| ASSIGNMENT |
All lines holding the word "comma" in the listing below need to be copied.
>>>>
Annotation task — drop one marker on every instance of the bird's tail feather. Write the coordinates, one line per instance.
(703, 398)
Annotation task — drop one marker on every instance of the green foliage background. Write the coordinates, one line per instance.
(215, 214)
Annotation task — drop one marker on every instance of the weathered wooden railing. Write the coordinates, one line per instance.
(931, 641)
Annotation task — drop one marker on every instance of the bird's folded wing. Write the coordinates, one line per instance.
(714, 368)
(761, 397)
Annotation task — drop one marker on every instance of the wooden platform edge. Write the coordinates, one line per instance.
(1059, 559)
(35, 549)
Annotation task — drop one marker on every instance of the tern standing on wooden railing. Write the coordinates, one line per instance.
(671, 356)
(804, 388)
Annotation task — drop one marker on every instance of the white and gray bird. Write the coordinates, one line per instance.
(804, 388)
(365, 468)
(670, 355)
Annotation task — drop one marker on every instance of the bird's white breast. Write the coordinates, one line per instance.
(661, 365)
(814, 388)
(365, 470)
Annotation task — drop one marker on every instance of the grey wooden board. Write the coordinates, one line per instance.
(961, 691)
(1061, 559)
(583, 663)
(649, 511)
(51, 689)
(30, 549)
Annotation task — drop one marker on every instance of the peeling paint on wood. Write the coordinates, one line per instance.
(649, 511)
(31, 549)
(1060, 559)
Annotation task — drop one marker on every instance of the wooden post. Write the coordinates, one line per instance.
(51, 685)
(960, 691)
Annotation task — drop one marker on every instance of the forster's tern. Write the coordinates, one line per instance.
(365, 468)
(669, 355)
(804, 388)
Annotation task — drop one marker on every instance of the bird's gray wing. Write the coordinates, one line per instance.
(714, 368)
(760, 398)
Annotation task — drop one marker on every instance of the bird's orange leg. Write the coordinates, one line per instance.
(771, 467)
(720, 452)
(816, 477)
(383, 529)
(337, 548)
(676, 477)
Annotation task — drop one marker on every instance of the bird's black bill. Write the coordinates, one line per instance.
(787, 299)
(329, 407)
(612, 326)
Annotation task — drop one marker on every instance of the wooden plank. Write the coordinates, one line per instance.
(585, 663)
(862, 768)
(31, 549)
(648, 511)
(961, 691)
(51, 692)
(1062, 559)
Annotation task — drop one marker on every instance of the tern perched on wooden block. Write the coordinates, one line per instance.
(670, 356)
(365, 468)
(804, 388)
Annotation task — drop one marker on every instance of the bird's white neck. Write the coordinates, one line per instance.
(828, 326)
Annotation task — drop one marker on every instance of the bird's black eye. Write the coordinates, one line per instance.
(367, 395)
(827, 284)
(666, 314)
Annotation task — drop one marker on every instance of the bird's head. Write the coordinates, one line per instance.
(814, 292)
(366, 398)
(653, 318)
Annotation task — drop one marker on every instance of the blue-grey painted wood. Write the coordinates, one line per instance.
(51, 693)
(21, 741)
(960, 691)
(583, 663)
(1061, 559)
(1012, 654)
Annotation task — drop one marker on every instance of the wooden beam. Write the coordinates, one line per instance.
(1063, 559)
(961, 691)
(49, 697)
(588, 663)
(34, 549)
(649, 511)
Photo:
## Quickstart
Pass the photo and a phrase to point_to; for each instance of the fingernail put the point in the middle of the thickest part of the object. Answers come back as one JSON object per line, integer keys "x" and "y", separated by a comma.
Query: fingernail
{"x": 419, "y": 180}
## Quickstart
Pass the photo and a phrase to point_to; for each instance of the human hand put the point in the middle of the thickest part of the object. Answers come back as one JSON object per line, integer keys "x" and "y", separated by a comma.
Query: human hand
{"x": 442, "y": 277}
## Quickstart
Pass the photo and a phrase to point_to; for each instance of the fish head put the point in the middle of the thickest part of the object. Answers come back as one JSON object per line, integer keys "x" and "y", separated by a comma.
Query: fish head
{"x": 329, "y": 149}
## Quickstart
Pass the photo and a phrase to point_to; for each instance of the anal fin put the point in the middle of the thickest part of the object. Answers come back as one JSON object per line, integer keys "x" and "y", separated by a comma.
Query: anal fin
<<<<
| RESULT FOR THIS TASK |
Pass the photo and a phrase to point_to; for each instance of the fingernail put the point in the middle of the thickest part of the object. Answers come back as one JSON object per line, integer keys "x" and "y", separated by a comma.
Pass the photo and a phrase to point_to; for each instance of the human hand put the point in the middle of the thickest part of the object. Answers come back as one JSON object per line, integer keys "x" and "y", separated by a comma.
Pass the photo and a phrase to point_to; for each instance of the fish head put the point in the middle of the thickest part of the object. Answers come back as one JSON object per line, integer keys "x" and "y", separated by a comma.
Pass the photo and a phrase to point_to; for each instance of the anal fin put the point in the middle of the thickest part of the object. Answers come back as one JSON object per line, integer keys "x" and "y", separated by a comma.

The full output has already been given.